## ASSIGNED TASK:
Reproduce, from the lines below, exactly the stretch that begins at the line containing "Pick out the drooping" and ends at the line containing "Pick out the blurred", both included.
------ DATA TO PROCESS
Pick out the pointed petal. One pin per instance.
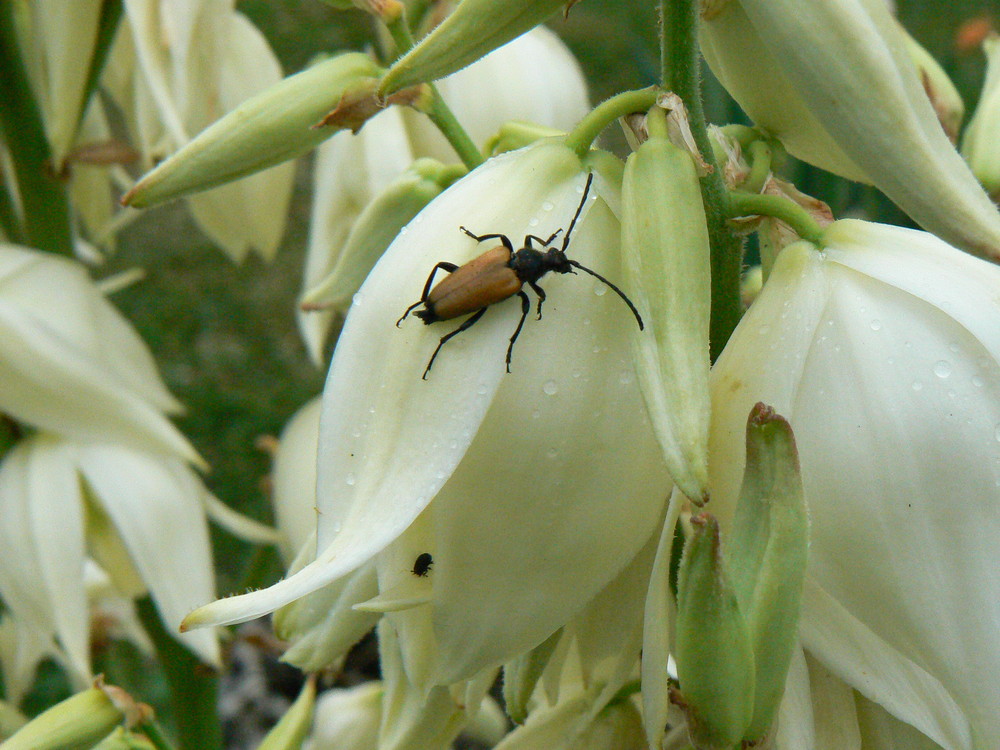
------------
------ DATA TO PROCESS
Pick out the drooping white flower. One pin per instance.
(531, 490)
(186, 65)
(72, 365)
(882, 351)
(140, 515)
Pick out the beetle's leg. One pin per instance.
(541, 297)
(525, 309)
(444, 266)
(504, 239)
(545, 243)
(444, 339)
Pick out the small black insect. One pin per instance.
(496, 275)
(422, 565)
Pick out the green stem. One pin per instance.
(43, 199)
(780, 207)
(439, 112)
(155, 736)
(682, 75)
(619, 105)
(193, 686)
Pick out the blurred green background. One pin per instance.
------------
## TASK RESULT:
Pick out the drooping white flower. One pin per instance.
(531, 490)
(186, 65)
(72, 365)
(882, 351)
(140, 515)
Pick out the beetle's leg. One pin per instance.
(541, 297)
(525, 309)
(444, 266)
(504, 239)
(545, 243)
(444, 339)
Pick out the small black insect. One pin per instance.
(496, 275)
(422, 565)
Pick out the green stem. One pin per instance.
(43, 199)
(780, 207)
(439, 112)
(155, 736)
(682, 75)
(619, 105)
(193, 686)
Pick out the blurred green background. One pin per instance.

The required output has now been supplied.